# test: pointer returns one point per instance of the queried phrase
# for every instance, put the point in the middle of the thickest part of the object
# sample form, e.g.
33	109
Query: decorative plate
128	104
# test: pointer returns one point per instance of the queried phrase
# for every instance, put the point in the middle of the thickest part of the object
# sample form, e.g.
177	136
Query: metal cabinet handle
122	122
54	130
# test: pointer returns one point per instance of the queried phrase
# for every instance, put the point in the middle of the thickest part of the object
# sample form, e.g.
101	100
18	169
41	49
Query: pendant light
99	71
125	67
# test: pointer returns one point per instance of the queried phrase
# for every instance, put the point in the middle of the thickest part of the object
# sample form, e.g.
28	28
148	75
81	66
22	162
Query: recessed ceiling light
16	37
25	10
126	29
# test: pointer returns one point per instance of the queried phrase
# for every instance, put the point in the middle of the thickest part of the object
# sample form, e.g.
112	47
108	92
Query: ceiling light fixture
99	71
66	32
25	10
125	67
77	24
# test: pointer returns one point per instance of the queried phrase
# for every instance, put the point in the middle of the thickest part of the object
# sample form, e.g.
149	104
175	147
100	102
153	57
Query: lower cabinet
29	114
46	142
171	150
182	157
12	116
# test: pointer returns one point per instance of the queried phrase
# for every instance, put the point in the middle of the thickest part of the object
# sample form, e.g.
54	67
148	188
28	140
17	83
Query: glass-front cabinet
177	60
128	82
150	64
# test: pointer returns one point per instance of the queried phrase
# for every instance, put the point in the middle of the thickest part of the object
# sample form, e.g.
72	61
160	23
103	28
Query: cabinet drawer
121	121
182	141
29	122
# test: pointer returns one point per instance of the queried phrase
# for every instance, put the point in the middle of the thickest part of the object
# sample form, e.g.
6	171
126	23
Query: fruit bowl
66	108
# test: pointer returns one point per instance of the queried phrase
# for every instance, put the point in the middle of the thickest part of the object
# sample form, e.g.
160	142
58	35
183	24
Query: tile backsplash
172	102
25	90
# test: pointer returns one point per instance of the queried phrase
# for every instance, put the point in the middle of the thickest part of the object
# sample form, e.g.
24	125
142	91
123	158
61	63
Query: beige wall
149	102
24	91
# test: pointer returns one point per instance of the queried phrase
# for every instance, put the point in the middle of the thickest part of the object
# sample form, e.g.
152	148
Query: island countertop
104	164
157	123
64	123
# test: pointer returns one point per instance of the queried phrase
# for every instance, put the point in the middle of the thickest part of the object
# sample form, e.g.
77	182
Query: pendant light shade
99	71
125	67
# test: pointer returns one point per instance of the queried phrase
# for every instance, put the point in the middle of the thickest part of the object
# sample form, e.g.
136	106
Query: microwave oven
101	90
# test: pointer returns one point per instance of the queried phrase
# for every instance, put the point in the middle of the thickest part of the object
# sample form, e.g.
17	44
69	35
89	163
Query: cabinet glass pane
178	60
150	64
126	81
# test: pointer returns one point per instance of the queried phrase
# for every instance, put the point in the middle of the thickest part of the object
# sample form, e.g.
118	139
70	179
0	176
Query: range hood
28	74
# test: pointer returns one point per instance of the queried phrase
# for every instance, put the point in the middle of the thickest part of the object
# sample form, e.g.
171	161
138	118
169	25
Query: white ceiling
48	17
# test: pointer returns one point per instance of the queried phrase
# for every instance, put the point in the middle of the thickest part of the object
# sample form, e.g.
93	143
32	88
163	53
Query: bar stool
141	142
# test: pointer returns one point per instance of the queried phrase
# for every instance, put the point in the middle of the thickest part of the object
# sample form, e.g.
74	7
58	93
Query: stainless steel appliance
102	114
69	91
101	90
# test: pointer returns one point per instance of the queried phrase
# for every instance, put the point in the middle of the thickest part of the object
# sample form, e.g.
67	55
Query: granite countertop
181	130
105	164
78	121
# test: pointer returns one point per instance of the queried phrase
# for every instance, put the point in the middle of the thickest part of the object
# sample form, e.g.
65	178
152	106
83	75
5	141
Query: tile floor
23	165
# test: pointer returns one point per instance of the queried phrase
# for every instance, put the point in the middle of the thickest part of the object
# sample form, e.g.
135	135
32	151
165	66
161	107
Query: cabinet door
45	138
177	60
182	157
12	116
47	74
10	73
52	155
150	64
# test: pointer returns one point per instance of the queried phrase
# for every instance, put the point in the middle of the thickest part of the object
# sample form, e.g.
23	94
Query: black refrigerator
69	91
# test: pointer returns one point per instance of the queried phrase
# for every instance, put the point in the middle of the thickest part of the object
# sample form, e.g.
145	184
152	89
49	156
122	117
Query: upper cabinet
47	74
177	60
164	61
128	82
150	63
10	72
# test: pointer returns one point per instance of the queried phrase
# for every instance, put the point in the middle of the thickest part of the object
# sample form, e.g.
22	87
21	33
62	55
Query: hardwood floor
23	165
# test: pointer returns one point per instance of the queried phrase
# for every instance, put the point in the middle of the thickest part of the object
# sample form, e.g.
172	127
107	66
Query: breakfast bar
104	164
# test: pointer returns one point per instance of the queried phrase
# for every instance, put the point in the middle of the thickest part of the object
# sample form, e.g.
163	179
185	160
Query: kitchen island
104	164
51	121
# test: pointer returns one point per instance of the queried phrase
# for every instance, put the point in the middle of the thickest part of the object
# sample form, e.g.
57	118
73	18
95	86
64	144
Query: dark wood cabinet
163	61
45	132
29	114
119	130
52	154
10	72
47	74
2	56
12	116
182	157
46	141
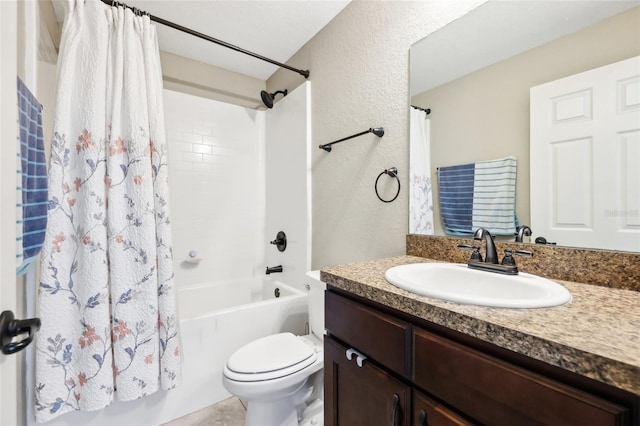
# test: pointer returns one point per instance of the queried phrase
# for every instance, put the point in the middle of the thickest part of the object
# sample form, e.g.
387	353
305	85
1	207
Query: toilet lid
271	353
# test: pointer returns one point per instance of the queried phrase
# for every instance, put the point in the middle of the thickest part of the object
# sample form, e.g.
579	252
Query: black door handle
11	327
422	419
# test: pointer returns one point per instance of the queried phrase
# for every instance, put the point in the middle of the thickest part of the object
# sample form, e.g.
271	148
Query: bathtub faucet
272	269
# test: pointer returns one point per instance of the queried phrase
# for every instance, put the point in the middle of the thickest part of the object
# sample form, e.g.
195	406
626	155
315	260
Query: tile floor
230	412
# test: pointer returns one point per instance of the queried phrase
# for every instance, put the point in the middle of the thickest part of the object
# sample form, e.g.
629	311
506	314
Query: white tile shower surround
216	156
230	412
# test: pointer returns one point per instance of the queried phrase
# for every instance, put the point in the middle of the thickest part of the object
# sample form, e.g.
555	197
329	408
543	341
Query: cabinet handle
422	419
359	357
394	414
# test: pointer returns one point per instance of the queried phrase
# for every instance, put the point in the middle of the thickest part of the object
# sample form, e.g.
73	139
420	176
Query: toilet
280	376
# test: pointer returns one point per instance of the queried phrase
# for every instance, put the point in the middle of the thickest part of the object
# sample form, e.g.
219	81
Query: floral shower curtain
106	300
420	192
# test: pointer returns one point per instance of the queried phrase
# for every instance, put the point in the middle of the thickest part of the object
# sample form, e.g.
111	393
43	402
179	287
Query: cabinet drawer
498	393
366	395
426	411
377	335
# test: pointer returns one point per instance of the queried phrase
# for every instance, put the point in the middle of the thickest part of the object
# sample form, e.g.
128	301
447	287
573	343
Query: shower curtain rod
426	110
304	73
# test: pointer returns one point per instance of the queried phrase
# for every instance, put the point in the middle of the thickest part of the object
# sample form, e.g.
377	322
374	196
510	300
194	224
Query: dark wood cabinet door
366	395
427	412
499	393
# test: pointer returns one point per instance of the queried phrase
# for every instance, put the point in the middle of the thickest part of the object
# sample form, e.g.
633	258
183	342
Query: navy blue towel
32	180
479	195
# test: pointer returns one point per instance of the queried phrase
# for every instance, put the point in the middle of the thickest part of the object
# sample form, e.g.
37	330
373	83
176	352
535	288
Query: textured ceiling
477	39
275	29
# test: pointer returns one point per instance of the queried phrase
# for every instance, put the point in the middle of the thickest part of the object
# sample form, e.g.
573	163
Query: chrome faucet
521	232
490	263
273	269
491	256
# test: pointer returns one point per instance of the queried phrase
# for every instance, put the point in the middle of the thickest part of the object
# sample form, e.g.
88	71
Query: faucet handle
508	259
475	252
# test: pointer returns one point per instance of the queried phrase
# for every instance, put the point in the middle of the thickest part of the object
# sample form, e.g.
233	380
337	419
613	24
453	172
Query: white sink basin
457	283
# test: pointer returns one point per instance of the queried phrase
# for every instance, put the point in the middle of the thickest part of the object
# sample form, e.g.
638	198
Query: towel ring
393	172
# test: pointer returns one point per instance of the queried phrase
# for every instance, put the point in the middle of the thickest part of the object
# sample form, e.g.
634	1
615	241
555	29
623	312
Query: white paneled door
585	158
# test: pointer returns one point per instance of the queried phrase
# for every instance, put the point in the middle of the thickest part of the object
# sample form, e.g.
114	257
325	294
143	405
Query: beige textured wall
493	103
359	66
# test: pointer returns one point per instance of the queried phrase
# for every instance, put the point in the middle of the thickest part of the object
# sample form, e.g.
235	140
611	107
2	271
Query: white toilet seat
270	358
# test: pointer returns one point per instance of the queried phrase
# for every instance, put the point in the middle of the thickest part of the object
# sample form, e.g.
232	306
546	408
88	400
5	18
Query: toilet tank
315	289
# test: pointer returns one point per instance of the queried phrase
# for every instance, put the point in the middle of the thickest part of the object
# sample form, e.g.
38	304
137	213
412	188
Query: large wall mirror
475	75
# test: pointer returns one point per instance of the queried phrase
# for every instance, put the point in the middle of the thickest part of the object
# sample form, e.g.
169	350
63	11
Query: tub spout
272	269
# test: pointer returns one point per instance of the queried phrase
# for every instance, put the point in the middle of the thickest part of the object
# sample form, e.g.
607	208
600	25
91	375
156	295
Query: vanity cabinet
411	373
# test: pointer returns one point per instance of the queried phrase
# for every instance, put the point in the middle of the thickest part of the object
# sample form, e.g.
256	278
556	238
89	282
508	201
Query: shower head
267	98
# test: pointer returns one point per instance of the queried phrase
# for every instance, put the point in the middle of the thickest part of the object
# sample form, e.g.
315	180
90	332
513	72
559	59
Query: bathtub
215	320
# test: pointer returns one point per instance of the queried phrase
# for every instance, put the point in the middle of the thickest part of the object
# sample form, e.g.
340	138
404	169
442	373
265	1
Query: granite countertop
596	335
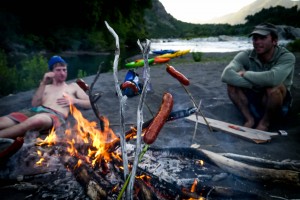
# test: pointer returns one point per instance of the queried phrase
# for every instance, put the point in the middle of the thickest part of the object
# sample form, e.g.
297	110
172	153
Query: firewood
251	172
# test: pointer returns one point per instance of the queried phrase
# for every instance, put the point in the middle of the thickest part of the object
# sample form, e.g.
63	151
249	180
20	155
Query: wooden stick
198	108
251	172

◇ ◇ ◇

WORK INSTRUCTIONS:
Pick out every line of the listing above that contains the word "textured".

FINAL RESULT:
Query: textured ceiling
Query: beige textured wall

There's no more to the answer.